__DIRECTIONS__.
Only the lines that contain the string "person" belong in the answer; pull them from the records.

__GIVEN ENTRIES__.
=== Begin Enclosure ===

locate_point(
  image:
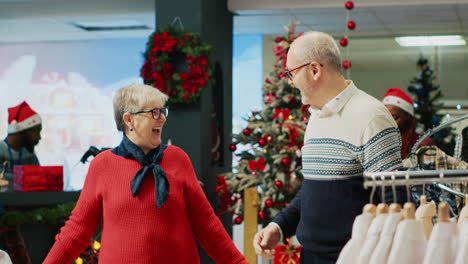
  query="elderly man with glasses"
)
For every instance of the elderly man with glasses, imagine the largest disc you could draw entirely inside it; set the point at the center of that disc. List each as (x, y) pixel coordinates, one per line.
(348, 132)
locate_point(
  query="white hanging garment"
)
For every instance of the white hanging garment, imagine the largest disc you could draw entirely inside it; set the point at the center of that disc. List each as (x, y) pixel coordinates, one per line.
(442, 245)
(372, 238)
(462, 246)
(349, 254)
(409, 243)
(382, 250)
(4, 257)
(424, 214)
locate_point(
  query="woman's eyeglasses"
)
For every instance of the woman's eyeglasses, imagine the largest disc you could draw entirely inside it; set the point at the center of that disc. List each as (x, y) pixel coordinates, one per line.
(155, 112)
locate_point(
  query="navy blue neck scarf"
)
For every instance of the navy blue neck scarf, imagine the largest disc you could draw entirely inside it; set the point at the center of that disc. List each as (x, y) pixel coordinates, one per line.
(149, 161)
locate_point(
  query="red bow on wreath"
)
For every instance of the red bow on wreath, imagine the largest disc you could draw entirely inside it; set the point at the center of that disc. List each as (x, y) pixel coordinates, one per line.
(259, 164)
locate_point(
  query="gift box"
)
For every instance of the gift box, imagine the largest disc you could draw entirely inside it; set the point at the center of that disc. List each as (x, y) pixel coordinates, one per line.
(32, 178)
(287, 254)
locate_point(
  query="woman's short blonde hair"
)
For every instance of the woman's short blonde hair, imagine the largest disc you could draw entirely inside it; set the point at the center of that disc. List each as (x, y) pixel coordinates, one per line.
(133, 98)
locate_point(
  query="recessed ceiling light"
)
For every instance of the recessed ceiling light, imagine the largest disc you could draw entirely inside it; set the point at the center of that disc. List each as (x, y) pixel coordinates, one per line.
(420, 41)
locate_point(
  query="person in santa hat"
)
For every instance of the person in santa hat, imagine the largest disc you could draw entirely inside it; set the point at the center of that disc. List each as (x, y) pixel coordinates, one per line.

=== End Enclosure ===

__RESPONSE TO THIS EXERCISE__.
  query="person in santa hat"
For every instance of the person in santa hat, imagine the largest disc you could draw entirely inside it; set the point at the center of that disc. List each as (x, y) pixel coordinates, one per line.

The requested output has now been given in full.